### Texte choisi
= = =
De la dynamique des groupes à la coopération scolaire et à l'autogestion

Février 1965

La pédagogie traditionnelle est aujourd’hui unanimement condamnés, théoriquement. Et nous aurons justement à voir, au Congrès, pourquoi la pratique pédagogique ne suit pas et en reste aux solutions retardataires condamnées, et ce que nous pouvons faire pour dépasser cette regrettable et dangereuse anomalie.

Le vent est actuellement dans certains milieux à la pédagogie de groupe. Peut- être parce qu’elle nous vient de l'étranger, la plupart du temps des USA et que les psychiatres en font grand cas, non sans raison d'ailleurs.
= = =
### Données enregistrées
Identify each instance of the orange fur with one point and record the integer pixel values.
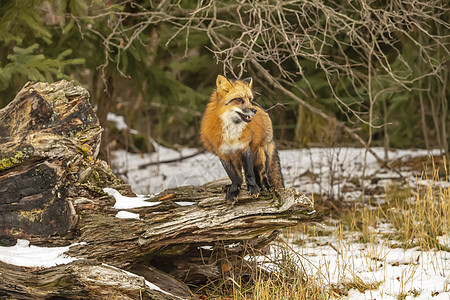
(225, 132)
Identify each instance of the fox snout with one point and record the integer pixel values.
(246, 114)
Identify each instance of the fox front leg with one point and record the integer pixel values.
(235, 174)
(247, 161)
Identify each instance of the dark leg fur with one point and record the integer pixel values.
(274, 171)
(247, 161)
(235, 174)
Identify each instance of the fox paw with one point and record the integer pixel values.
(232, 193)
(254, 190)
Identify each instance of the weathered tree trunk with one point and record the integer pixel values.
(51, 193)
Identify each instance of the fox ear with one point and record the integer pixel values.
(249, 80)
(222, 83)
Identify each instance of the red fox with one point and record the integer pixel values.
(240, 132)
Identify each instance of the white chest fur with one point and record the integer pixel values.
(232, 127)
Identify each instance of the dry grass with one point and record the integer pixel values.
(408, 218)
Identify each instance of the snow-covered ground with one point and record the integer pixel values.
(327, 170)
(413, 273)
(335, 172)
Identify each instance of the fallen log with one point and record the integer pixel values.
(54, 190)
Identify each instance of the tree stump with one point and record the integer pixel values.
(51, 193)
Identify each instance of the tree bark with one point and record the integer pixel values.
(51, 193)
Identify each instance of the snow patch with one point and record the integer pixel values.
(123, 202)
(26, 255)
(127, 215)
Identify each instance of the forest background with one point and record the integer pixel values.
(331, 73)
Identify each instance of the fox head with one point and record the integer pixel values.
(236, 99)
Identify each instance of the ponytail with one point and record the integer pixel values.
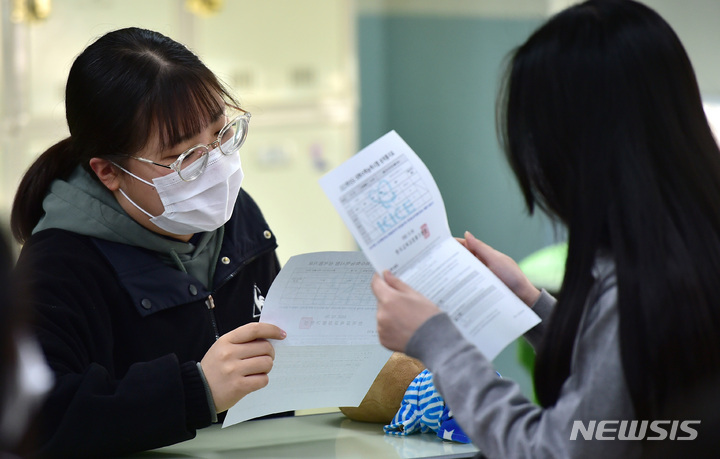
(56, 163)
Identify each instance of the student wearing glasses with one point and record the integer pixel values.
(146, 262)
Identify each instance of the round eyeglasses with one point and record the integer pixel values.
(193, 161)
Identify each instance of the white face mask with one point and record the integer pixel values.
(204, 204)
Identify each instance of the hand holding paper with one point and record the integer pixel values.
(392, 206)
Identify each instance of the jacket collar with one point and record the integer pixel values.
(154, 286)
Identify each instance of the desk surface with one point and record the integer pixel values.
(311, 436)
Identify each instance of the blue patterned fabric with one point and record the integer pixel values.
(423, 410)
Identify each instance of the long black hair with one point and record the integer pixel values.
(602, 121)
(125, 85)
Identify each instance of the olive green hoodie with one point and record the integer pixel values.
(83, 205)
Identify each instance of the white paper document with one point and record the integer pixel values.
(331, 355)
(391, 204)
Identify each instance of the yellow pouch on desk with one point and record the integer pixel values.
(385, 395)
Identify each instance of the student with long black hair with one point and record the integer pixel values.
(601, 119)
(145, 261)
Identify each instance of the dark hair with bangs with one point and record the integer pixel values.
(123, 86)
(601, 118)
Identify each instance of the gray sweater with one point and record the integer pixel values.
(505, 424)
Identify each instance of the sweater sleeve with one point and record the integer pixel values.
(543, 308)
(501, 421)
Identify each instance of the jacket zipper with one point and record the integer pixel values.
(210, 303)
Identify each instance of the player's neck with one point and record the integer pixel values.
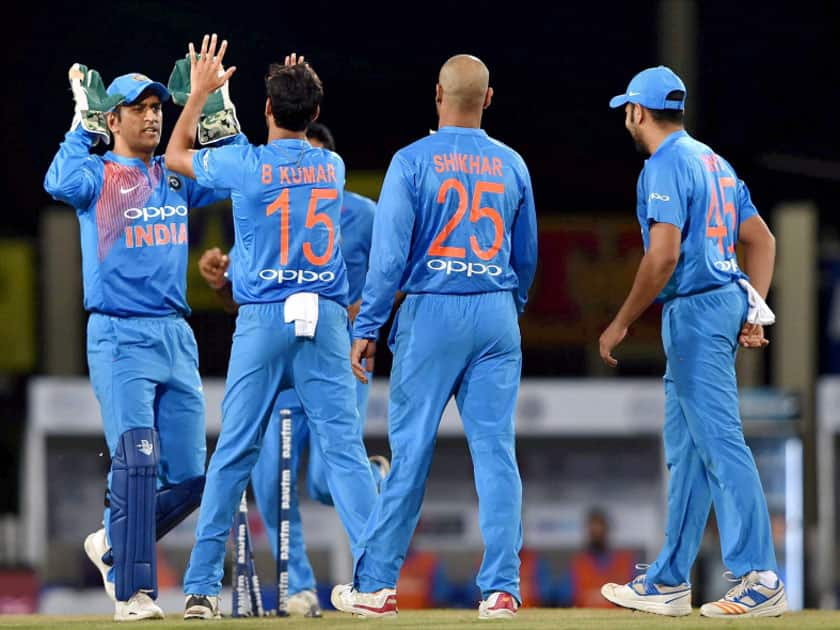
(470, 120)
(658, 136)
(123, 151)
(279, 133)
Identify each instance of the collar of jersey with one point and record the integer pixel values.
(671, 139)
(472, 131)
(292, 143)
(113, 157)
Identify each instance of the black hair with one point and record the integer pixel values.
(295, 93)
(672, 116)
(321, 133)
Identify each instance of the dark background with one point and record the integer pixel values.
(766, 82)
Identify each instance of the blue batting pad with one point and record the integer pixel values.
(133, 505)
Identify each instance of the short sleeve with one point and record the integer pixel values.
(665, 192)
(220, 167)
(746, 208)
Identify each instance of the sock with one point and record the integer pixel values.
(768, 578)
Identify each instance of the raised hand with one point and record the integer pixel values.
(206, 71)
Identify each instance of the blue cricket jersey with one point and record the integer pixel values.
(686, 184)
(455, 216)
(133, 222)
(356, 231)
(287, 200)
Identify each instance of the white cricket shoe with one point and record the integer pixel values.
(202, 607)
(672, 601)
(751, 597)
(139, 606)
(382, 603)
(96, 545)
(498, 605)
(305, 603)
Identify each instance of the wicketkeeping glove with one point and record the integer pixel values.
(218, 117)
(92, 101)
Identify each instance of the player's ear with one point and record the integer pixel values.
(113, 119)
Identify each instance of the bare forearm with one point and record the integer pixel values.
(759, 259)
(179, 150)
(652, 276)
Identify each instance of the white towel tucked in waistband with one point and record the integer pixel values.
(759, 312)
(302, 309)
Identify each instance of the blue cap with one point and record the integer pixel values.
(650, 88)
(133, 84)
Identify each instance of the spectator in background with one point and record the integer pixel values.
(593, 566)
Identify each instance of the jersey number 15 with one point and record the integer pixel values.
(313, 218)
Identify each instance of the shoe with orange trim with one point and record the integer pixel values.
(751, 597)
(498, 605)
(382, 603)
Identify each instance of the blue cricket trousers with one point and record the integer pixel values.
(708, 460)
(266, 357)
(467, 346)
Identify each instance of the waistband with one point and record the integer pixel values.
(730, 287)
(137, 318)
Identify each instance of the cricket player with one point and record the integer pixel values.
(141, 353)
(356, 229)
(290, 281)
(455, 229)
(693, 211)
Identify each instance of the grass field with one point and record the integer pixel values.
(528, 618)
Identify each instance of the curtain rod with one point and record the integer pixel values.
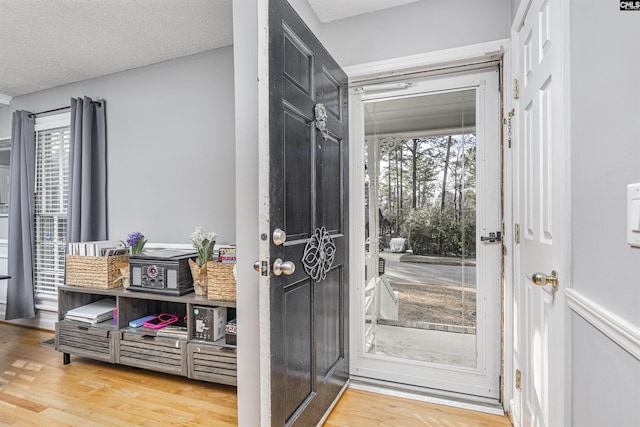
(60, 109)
= = =
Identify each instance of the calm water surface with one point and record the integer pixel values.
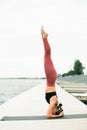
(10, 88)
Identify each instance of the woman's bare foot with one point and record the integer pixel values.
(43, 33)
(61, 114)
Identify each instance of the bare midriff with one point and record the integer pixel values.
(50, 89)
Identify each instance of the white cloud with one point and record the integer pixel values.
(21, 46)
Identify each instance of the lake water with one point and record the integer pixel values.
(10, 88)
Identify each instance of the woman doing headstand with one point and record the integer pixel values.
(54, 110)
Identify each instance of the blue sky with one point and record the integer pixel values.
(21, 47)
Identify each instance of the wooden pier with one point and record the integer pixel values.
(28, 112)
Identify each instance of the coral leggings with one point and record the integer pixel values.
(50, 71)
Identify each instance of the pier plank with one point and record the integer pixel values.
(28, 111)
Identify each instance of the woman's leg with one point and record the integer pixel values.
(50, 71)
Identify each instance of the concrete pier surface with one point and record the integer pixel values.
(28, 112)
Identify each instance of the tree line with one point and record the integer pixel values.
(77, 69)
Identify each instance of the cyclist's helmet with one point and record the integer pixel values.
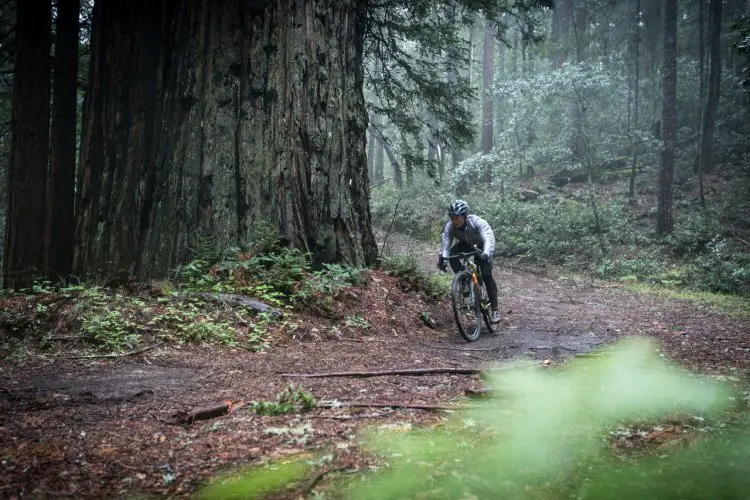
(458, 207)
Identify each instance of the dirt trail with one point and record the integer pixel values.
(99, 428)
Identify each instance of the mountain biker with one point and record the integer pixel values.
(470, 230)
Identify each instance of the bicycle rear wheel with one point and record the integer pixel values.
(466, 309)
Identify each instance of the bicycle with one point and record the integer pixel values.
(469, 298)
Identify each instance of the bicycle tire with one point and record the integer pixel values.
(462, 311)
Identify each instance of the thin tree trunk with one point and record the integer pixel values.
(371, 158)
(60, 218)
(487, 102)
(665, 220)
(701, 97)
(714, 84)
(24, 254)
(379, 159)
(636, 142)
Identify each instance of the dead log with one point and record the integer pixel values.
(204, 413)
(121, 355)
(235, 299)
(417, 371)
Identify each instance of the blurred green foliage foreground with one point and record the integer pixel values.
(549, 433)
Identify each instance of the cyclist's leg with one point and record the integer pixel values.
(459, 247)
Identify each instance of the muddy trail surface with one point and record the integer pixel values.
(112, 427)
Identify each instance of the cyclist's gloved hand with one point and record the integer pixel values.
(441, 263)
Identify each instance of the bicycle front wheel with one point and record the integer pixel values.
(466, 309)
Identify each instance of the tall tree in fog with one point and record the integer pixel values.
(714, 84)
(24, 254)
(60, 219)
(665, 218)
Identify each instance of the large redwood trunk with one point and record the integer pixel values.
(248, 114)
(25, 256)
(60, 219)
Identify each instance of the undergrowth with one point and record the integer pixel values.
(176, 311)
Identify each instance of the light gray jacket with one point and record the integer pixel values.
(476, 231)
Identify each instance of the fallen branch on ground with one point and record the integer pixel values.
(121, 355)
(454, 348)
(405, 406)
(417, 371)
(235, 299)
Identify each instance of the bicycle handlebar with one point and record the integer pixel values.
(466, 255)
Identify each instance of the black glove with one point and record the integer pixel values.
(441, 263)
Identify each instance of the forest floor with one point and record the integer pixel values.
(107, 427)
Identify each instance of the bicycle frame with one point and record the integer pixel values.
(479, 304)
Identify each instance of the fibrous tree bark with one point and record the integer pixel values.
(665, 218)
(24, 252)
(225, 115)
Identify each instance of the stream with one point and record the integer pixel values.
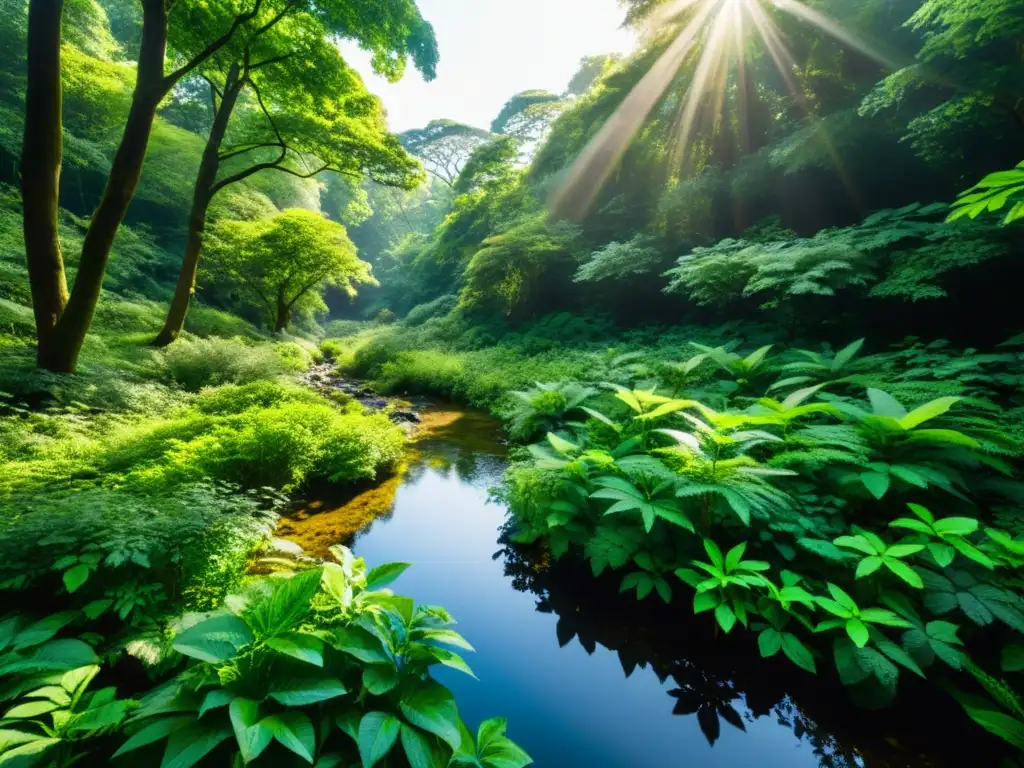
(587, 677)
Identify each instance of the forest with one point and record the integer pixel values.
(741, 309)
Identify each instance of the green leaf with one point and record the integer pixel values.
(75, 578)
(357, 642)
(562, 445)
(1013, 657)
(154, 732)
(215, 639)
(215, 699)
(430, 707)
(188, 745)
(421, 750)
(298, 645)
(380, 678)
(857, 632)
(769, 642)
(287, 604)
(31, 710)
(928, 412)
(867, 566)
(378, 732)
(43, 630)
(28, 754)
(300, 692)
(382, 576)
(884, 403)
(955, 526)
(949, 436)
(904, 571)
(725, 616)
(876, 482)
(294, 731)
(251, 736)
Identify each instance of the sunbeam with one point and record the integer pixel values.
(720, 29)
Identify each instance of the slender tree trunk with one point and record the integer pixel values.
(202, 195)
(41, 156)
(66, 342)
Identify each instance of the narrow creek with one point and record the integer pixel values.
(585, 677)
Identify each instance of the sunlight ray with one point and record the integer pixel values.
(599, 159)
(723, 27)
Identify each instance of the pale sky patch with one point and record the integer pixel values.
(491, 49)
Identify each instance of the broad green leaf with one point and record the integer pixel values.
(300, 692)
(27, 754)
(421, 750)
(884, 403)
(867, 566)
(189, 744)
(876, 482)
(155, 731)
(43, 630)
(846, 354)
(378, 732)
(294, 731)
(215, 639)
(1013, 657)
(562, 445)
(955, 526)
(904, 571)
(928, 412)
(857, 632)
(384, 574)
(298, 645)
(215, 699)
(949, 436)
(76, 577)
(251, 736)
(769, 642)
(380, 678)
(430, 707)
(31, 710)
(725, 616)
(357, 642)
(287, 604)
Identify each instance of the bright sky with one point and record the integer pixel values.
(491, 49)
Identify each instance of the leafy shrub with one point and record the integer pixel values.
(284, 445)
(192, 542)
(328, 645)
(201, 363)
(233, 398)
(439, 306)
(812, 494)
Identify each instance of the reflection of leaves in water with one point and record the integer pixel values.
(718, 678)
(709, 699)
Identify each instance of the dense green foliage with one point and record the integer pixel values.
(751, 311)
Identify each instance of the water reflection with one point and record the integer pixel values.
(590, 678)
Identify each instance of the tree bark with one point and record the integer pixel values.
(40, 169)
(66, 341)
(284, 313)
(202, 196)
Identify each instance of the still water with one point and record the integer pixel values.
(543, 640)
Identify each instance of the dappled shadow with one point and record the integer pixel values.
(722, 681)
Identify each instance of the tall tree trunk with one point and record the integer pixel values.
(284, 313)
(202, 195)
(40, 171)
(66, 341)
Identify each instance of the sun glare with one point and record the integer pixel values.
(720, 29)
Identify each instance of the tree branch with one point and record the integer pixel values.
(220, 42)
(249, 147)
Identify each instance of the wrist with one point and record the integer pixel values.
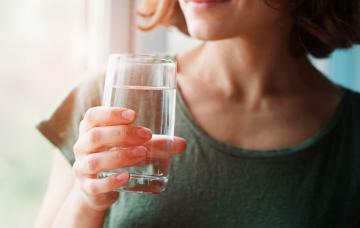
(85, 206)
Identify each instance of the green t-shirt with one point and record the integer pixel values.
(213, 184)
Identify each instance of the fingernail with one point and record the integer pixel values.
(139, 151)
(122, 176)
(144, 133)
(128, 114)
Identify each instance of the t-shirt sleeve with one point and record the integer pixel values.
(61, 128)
= = =
### Objectifs
#1 D'après le texte sur la pédagogie de groupe, pourquoi cette pédagogie est-elle en vogue dans certains milieux ? Répondez en une à trois phrases.
#2 Recopiez le passage du texte sur la pédagogie de groupe qui s'ouvre sur les mots contenant "La pédagogie traditionnelle" et se clôt sur "sans raison d'ailleurs.".
Vous n'aurez pas besoin des données pour ce travail.

### Réponses par consigne
#1 Le texte avance, sous forme d'hypothèse, deux raisons. D'une part, cette pédagogie vient de l'étranger, le plus souvent des États-Unis. D'autre part, les psychiatres en font grand cas, ce qui n'est d'ailleurs pas sans raison selon l'auteur.

#2
La pédagogie traditionnelle est aujourd’hui unanimement condamnés, théoriquement. Et nous aurons justement à voir, au Congrès, pourquoi la pratique pédagogique ne suit pas et en reste aux solutions retardataires condamnées, et ce que nous pouvons faire pour dépasser cette regrettable et dangereuse anomalie.

Le vent est actuellement dans certains milieux à la pédagogie de groupe. Peut- être parce qu’elle nous vient de l'étranger, la plupart du temps des USA et que les psychiatres en font grand cas, non sans raison d'ailleurs.